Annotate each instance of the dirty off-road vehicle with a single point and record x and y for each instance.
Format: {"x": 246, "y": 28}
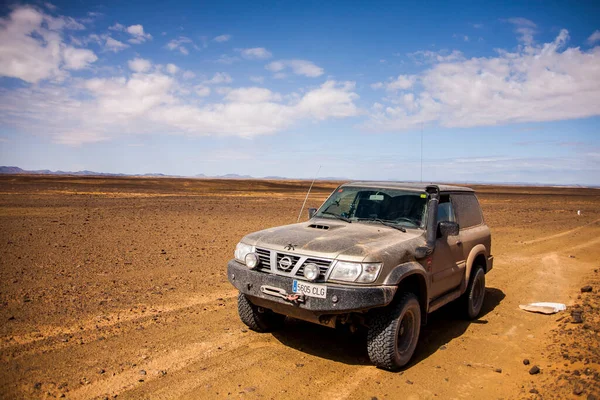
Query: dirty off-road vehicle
{"x": 380, "y": 254}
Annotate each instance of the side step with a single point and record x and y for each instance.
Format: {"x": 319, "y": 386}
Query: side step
{"x": 443, "y": 300}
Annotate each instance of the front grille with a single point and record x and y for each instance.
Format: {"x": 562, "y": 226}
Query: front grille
{"x": 294, "y": 261}
{"x": 265, "y": 260}
{"x": 265, "y": 264}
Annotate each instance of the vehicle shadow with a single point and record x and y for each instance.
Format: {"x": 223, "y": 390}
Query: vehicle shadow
{"x": 341, "y": 345}
{"x": 448, "y": 323}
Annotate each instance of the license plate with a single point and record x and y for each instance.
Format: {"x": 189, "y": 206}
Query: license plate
{"x": 309, "y": 289}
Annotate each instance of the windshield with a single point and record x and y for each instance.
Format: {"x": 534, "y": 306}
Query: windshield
{"x": 355, "y": 204}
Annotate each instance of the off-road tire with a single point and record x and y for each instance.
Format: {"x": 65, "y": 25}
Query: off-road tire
{"x": 473, "y": 299}
{"x": 256, "y": 318}
{"x": 383, "y": 339}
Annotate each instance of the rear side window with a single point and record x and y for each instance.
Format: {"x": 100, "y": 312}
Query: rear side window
{"x": 467, "y": 209}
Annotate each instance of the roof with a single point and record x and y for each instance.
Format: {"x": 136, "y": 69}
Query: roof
{"x": 408, "y": 185}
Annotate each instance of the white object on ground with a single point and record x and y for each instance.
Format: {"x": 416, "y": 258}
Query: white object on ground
{"x": 543, "y": 307}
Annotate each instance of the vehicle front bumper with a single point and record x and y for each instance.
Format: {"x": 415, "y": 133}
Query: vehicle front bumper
{"x": 340, "y": 299}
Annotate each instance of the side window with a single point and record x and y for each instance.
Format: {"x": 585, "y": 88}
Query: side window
{"x": 445, "y": 209}
{"x": 468, "y": 211}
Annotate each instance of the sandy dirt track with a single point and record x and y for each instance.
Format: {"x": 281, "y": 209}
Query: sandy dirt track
{"x": 117, "y": 287}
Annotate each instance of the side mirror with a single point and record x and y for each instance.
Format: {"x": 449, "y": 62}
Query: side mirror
{"x": 448, "y": 228}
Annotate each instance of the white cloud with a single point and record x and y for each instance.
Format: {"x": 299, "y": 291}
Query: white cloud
{"x": 299, "y": 67}
{"x": 117, "y": 27}
{"x": 594, "y": 37}
{"x": 427, "y": 56}
{"x": 219, "y": 78}
{"x": 256, "y": 53}
{"x": 148, "y": 103}
{"x": 222, "y": 38}
{"x": 139, "y": 65}
{"x": 188, "y": 75}
{"x": 172, "y": 69}
{"x": 202, "y": 91}
{"x": 402, "y": 82}
{"x": 138, "y": 34}
{"x": 525, "y": 28}
{"x": 33, "y": 48}
{"x": 114, "y": 45}
{"x": 227, "y": 59}
{"x": 536, "y": 83}
{"x": 252, "y": 95}
{"x": 77, "y": 58}
{"x": 180, "y": 44}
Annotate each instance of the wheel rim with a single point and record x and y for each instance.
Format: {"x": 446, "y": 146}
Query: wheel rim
{"x": 406, "y": 331}
{"x": 478, "y": 293}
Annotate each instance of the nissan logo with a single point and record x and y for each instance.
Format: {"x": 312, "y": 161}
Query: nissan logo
{"x": 285, "y": 263}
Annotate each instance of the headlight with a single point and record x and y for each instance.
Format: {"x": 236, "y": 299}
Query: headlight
{"x": 370, "y": 273}
{"x": 311, "y": 272}
{"x": 241, "y": 250}
{"x": 355, "y": 272}
{"x": 252, "y": 260}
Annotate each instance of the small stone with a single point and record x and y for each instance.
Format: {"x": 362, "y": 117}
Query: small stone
{"x": 534, "y": 370}
{"x": 576, "y": 316}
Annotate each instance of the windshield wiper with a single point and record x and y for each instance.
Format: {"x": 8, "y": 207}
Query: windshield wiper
{"x": 400, "y": 228}
{"x": 337, "y": 216}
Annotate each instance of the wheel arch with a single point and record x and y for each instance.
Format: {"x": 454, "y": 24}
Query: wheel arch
{"x": 411, "y": 277}
{"x": 477, "y": 256}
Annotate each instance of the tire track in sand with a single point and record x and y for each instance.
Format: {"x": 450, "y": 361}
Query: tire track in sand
{"x": 106, "y": 321}
{"x": 561, "y": 234}
{"x": 172, "y": 362}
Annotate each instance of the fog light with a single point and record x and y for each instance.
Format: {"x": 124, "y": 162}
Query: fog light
{"x": 252, "y": 260}
{"x": 311, "y": 272}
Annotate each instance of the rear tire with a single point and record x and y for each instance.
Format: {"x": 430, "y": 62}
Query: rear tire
{"x": 257, "y": 318}
{"x": 394, "y": 332}
{"x": 474, "y": 297}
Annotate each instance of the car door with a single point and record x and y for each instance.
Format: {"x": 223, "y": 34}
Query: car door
{"x": 448, "y": 260}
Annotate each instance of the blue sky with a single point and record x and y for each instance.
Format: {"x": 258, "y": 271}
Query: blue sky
{"x": 501, "y": 92}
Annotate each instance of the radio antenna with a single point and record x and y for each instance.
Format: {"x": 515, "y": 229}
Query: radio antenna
{"x": 421, "y": 152}
{"x": 307, "y": 193}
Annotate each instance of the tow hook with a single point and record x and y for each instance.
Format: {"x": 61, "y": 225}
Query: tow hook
{"x": 281, "y": 293}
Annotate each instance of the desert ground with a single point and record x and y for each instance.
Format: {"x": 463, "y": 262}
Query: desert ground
{"x": 117, "y": 287}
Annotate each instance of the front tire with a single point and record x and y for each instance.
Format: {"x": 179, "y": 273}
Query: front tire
{"x": 394, "y": 332}
{"x": 257, "y": 318}
{"x": 475, "y": 295}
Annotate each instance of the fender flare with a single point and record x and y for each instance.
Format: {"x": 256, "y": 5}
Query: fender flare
{"x": 475, "y": 251}
{"x": 405, "y": 270}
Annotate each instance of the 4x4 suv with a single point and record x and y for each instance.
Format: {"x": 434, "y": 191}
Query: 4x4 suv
{"x": 380, "y": 254}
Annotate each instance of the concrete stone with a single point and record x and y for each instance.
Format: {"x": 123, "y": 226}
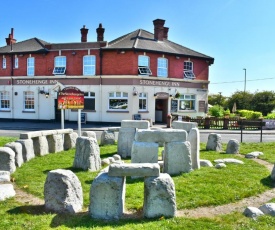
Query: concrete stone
{"x": 187, "y": 126}
{"x": 194, "y": 139}
{"x": 55, "y": 143}
{"x": 27, "y": 149}
{"x": 233, "y": 147}
{"x": 7, "y": 159}
{"x": 107, "y": 138}
{"x": 161, "y": 135}
{"x": 87, "y": 154}
{"x": 6, "y": 191}
{"x": 17, "y": 148}
{"x": 253, "y": 212}
{"x": 177, "y": 158}
{"x": 134, "y": 169}
{"x": 40, "y": 145}
{"x": 268, "y": 209}
{"x": 4, "y": 176}
{"x": 214, "y": 142}
{"x": 139, "y": 124}
{"x": 70, "y": 140}
{"x": 159, "y": 196}
{"x": 144, "y": 152}
{"x": 126, "y": 137}
{"x": 63, "y": 192}
{"x": 107, "y": 197}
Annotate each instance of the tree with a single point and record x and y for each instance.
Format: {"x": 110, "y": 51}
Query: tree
{"x": 263, "y": 102}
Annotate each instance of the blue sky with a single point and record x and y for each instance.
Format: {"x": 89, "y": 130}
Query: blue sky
{"x": 237, "y": 33}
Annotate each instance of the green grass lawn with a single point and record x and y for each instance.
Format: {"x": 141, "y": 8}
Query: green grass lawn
{"x": 204, "y": 187}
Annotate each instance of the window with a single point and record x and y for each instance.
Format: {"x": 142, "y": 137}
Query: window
{"x": 188, "y": 70}
{"x": 16, "y": 63}
{"x": 28, "y": 100}
{"x": 4, "y": 63}
{"x": 89, "y": 101}
{"x": 162, "y": 67}
{"x": 187, "y": 102}
{"x": 143, "y": 65}
{"x": 5, "y": 100}
{"x": 142, "y": 101}
{"x": 30, "y": 66}
{"x": 118, "y": 101}
{"x": 89, "y": 65}
{"x": 59, "y": 65}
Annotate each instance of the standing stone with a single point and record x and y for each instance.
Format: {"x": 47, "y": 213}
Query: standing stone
{"x": 7, "y": 159}
{"x": 40, "y": 146}
{"x": 194, "y": 139}
{"x": 107, "y": 138}
{"x": 70, "y": 140}
{"x": 159, "y": 196}
{"x": 126, "y": 137}
{"x": 17, "y": 148}
{"x": 27, "y": 149}
{"x": 87, "y": 154}
{"x": 144, "y": 152}
{"x": 107, "y": 197}
{"x": 214, "y": 142}
{"x": 63, "y": 192}
{"x": 55, "y": 142}
{"x": 233, "y": 147}
{"x": 177, "y": 158}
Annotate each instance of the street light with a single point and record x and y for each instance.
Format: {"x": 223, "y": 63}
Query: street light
{"x": 244, "y": 79}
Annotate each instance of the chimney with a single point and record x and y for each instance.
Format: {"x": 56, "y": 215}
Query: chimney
{"x": 159, "y": 30}
{"x": 84, "y": 33}
{"x": 165, "y": 32}
{"x": 100, "y": 33}
{"x": 10, "y": 40}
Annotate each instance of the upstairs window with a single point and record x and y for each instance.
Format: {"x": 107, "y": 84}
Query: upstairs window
{"x": 5, "y": 100}
{"x": 30, "y": 66}
{"x": 118, "y": 101}
{"x": 188, "y": 70}
{"x": 59, "y": 65}
{"x": 162, "y": 67}
{"x": 4, "y": 63}
{"x": 143, "y": 65}
{"x": 89, "y": 65}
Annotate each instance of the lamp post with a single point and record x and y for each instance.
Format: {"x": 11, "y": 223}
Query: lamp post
{"x": 244, "y": 80}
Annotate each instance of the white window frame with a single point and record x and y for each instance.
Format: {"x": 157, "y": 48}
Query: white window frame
{"x": 30, "y": 66}
{"x": 142, "y": 102}
{"x": 4, "y": 63}
{"x": 59, "y": 65}
{"x": 120, "y": 101}
{"x": 29, "y": 103}
{"x": 144, "y": 65}
{"x": 5, "y": 100}
{"x": 16, "y": 62}
{"x": 162, "y": 67}
{"x": 186, "y": 99}
{"x": 188, "y": 70}
{"x": 89, "y": 66}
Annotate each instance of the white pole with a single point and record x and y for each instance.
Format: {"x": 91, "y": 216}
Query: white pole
{"x": 79, "y": 122}
{"x": 62, "y": 118}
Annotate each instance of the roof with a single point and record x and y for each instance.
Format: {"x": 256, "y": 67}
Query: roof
{"x": 144, "y": 40}
{"x": 33, "y": 45}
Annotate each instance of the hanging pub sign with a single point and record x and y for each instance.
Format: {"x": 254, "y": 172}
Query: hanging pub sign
{"x": 70, "y": 98}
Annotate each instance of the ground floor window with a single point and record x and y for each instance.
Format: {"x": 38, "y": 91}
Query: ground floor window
{"x": 29, "y": 100}
{"x": 118, "y": 101}
{"x": 142, "y": 100}
{"x": 187, "y": 102}
{"x": 89, "y": 101}
{"x": 5, "y": 100}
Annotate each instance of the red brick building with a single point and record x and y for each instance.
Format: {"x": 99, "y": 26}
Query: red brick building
{"x": 138, "y": 73}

──────────

### Exercise details
Rewrite the items from the line with "Annotate each instance of the ground" through the end, replacing "red brick building" with "brick house" and leaving everything else unchanged.

### Result for this exercise
Annotate each instance of the ground floor window with a single point and record x and y for each instance.
Format: {"x": 38, "y": 91}
Query: ground floor window
{"x": 29, "y": 100}
{"x": 118, "y": 101}
{"x": 142, "y": 100}
{"x": 187, "y": 102}
{"x": 89, "y": 101}
{"x": 5, "y": 100}
Annotate each instance of the brick house with a single point and record x and y for each instance.
Format: {"x": 99, "y": 26}
Query: brick house
{"x": 138, "y": 73}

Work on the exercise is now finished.